---- Data shown
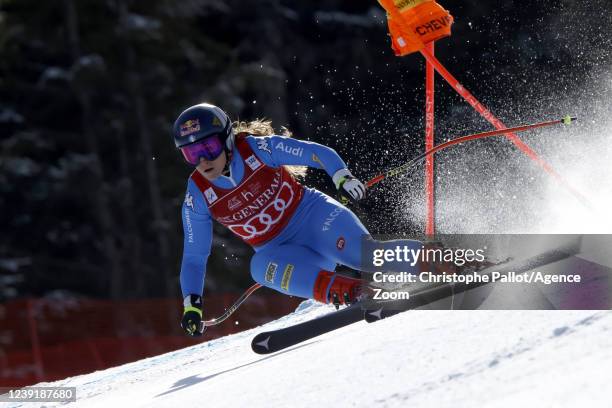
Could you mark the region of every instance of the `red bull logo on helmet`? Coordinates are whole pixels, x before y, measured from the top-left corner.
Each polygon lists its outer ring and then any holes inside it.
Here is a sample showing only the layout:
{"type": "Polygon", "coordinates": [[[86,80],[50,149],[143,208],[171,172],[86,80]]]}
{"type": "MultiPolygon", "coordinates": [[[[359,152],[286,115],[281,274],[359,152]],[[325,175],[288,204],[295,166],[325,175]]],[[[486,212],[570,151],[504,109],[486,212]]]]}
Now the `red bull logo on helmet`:
{"type": "Polygon", "coordinates": [[[223,123],[221,123],[221,120],[216,116],[213,116],[212,125],[214,127],[223,127],[223,123]]]}
{"type": "Polygon", "coordinates": [[[181,124],[181,136],[189,136],[200,130],[200,121],[191,119],[181,124]]]}

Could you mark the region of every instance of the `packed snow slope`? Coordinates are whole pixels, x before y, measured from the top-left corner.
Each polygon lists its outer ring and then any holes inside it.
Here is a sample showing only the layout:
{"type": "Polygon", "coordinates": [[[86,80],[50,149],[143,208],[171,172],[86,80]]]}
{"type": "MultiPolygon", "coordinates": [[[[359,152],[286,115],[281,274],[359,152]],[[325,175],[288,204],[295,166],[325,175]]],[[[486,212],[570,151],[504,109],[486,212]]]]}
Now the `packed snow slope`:
{"type": "Polygon", "coordinates": [[[612,311],[415,310],[270,356],[250,349],[261,330],[51,385],[77,387],[79,407],[609,406],[612,311]]]}

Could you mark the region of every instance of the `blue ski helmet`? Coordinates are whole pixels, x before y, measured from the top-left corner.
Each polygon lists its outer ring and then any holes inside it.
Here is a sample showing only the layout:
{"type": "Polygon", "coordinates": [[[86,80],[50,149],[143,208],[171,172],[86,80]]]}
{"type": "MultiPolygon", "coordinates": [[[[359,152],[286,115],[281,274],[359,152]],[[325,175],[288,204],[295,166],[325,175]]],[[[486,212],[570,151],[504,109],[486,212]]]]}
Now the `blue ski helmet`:
{"type": "Polygon", "coordinates": [[[225,149],[233,144],[232,121],[215,105],[200,103],[184,110],[174,122],[174,144],[177,148],[218,136],[225,149]]]}

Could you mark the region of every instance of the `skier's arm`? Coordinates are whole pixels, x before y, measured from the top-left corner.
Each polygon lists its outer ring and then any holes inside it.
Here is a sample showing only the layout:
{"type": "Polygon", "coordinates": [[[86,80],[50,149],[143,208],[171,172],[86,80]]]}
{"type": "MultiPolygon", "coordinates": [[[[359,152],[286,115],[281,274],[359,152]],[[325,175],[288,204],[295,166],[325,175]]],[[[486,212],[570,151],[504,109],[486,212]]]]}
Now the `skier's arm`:
{"type": "Polygon", "coordinates": [[[257,156],[268,166],[308,166],[324,169],[340,193],[353,201],[365,197],[365,186],[355,178],[338,153],[319,143],[285,136],[247,137],[257,156]]]}
{"type": "Polygon", "coordinates": [[[190,183],[183,202],[183,260],[181,291],[183,297],[201,296],[204,291],[206,261],[212,245],[212,220],[201,193],[190,183]]]}
{"type": "Polygon", "coordinates": [[[346,163],[331,147],[286,136],[247,137],[257,156],[268,166],[308,166],[323,169],[332,177],[346,163]]]}
{"type": "Polygon", "coordinates": [[[181,262],[183,318],[181,327],[190,336],[201,336],[202,292],[206,261],[212,244],[212,220],[197,187],[190,181],[182,207],[184,244],[181,262]]]}

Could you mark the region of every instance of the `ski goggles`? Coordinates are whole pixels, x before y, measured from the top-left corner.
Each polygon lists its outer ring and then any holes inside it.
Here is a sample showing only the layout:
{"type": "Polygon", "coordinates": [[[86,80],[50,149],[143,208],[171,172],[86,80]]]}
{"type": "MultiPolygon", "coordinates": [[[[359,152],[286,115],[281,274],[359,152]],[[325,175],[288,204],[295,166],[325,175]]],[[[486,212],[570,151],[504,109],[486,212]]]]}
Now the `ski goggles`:
{"type": "Polygon", "coordinates": [[[213,135],[181,147],[181,153],[187,163],[197,166],[201,158],[212,161],[219,157],[223,153],[223,143],[218,135],[213,135]]]}

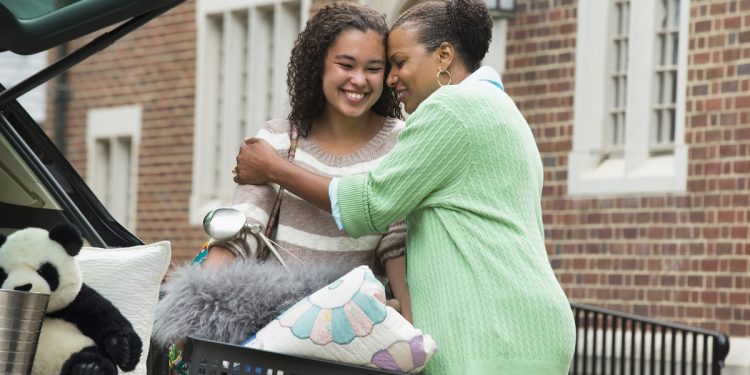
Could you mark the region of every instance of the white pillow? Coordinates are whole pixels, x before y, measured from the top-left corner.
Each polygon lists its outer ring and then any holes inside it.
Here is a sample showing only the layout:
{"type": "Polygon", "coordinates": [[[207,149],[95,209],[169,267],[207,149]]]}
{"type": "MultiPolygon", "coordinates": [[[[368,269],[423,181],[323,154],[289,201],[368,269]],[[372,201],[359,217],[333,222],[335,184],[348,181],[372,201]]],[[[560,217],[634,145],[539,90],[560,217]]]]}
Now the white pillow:
{"type": "Polygon", "coordinates": [[[141,360],[128,374],[146,374],[154,307],[170,257],[168,241],[119,249],[84,247],[76,256],[83,281],[128,318],[143,342],[141,360]]]}
{"type": "Polygon", "coordinates": [[[383,284],[367,266],[297,302],[244,345],[401,372],[421,371],[437,349],[385,305],[383,284]]]}

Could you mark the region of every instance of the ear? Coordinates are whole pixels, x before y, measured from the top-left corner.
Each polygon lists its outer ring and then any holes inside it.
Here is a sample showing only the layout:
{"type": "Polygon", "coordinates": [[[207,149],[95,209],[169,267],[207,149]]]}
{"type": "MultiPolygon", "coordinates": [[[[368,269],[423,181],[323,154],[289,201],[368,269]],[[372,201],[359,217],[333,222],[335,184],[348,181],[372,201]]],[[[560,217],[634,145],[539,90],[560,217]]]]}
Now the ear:
{"type": "Polygon", "coordinates": [[[0,246],[3,246],[3,244],[5,243],[5,239],[6,238],[7,237],[5,237],[4,235],[0,234],[0,246]]]}
{"type": "Polygon", "coordinates": [[[81,247],[83,247],[81,233],[76,227],[68,223],[58,224],[50,229],[49,239],[59,243],[65,249],[65,252],[72,257],[78,255],[81,247]]]}
{"type": "Polygon", "coordinates": [[[438,65],[442,69],[449,69],[453,60],[456,59],[456,47],[450,42],[443,42],[435,50],[438,65]]]}

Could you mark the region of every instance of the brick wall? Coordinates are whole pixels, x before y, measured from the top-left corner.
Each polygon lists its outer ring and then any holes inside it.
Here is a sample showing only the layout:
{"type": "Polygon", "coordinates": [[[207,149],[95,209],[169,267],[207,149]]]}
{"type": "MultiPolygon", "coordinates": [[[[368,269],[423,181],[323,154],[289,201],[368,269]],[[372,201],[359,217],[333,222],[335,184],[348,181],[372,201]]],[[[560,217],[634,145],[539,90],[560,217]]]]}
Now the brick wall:
{"type": "Polygon", "coordinates": [[[693,0],[688,191],[567,196],[576,1],[520,0],[504,81],[545,166],[547,250],[572,301],[750,335],[750,1],[693,0]]]}

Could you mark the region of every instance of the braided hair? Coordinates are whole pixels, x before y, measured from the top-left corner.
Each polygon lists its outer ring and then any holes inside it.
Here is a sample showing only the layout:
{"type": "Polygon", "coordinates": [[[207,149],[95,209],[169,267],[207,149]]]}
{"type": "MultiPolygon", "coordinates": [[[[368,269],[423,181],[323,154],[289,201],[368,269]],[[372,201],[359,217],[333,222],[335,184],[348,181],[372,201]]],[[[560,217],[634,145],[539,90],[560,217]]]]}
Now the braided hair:
{"type": "MultiPolygon", "coordinates": [[[[303,136],[309,134],[313,121],[325,109],[323,68],[328,48],[339,34],[351,29],[373,30],[382,35],[383,43],[388,35],[384,14],[363,5],[333,3],[313,15],[297,36],[287,65],[286,83],[291,104],[288,119],[303,136]]],[[[372,110],[381,116],[402,118],[396,94],[387,89],[386,79],[384,75],[383,87],[386,89],[372,110]]]]}
{"type": "Polygon", "coordinates": [[[406,27],[417,32],[427,52],[443,42],[456,48],[466,69],[473,72],[490,48],[492,16],[483,1],[428,1],[409,8],[399,16],[391,30],[406,27]]]}

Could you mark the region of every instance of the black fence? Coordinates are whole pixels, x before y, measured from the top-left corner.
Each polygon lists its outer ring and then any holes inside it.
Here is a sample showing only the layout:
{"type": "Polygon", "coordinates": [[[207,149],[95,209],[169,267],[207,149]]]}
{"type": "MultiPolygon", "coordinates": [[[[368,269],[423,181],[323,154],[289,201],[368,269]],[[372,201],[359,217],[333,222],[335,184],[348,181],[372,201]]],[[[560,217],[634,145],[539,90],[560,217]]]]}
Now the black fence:
{"type": "Polygon", "coordinates": [[[718,375],[727,335],[571,303],[576,323],[573,375],[718,375]]]}

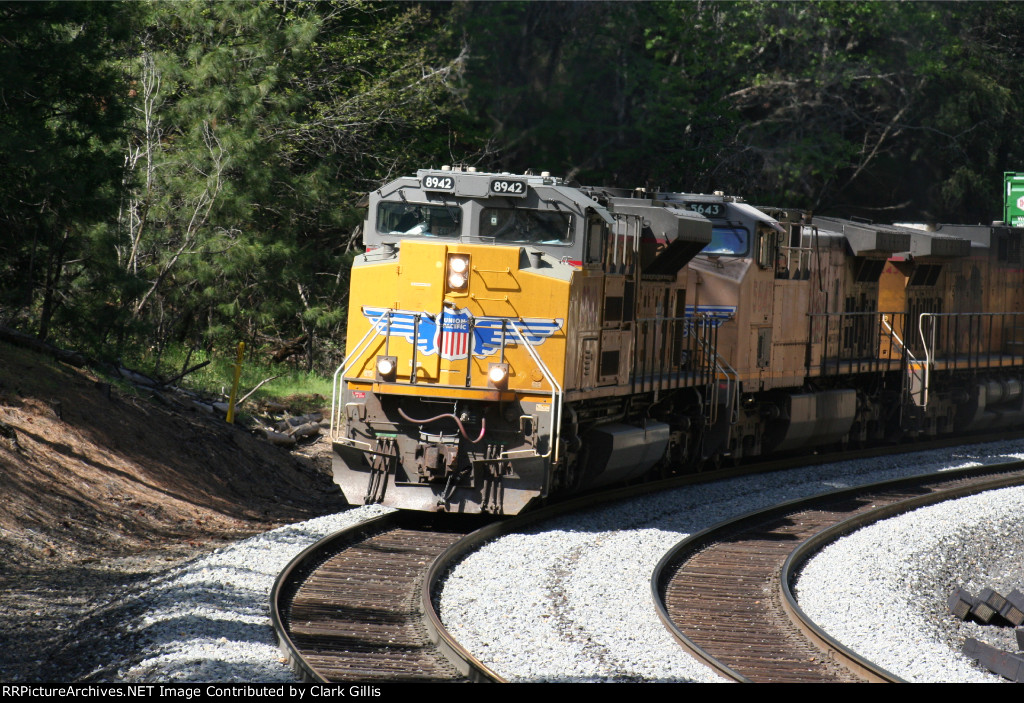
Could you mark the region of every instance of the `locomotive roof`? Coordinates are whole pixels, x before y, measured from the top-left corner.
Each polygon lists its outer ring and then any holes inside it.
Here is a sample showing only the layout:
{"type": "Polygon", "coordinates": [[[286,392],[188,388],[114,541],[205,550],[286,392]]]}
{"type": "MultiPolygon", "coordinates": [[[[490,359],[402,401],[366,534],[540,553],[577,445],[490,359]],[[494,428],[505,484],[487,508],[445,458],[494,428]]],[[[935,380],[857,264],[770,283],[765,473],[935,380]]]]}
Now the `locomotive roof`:
{"type": "Polygon", "coordinates": [[[657,200],[665,205],[683,206],[699,212],[708,219],[724,222],[754,220],[782,231],[779,221],[768,213],[743,202],[738,198],[724,193],[658,193],[657,200]],[[721,208],[714,208],[720,205],[721,208]]]}
{"type": "Polygon", "coordinates": [[[607,209],[596,200],[546,171],[536,175],[483,172],[472,167],[420,169],[415,177],[398,178],[381,186],[375,195],[391,198],[396,193],[402,199],[413,198],[420,202],[448,195],[454,198],[496,198],[513,203],[521,200],[542,210],[569,206],[580,214],[591,209],[609,224],[613,221],[607,209]]]}

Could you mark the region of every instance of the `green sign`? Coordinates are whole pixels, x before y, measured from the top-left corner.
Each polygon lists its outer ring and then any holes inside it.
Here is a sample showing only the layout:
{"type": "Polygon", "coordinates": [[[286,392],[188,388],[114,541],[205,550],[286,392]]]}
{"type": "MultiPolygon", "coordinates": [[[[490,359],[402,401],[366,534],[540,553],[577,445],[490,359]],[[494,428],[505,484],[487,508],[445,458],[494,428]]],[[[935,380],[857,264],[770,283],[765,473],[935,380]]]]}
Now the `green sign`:
{"type": "Polygon", "coordinates": [[[1003,174],[1003,222],[1024,227],[1024,173],[1003,174]]]}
--------
» Work instructions
For this exercise, return every line from the data that holds the string "measured".

» Reply
Could you mark the region of every instance of the `red bull logo on helmet`? Coordinates are whole pixels, x before y, measured from the top-left corner.
Could you mark the region of every instance of the `packed snow slope`? Coordinates are whole pixels, x before y, measured from the top-left corner.
Could you mark the region of every instance of the `blue ski helmet`? Coordinates are whole pixels, x before y, measured from the top-left corner.
Could you mark the region of every instance of the `skier's arm`? Coordinates are whole pixels, x before y, measured from the top-left corner.
Could you mark the region of every instance of the `ski goggles`? Coordinates are whole pixels, x before y, measured from the top-left corner.
Could you mark the region of every instance of the white pillow? Coordinates are whole pixels, x before y, measured from the top-left corner.
Could you mark the region of every instance of the ear? Coordinates are whole pixels, x before y, measured from the top-left corner.
Could you mark the region of every instance of the brick wall? Coordinates are whole pixels, x before y, measured from the top-left corner.
Could you mark the region of every instance of the braided hair? Coordinates are whole pixels, x before y, measured from the top-left corner.
Could you mark the region of every instance of the black fence? Coordinates are whole pixels, x before y, measured from the top-left corner.
Could you mark the region of every instance of the `locomotive roof`? Coordinates are whole pixels, x before y, measured from the top-left corner.
Could you mark the region of every instance of the `green sign`? Coordinates are whole pixels, x before y, measured from the top-left corner.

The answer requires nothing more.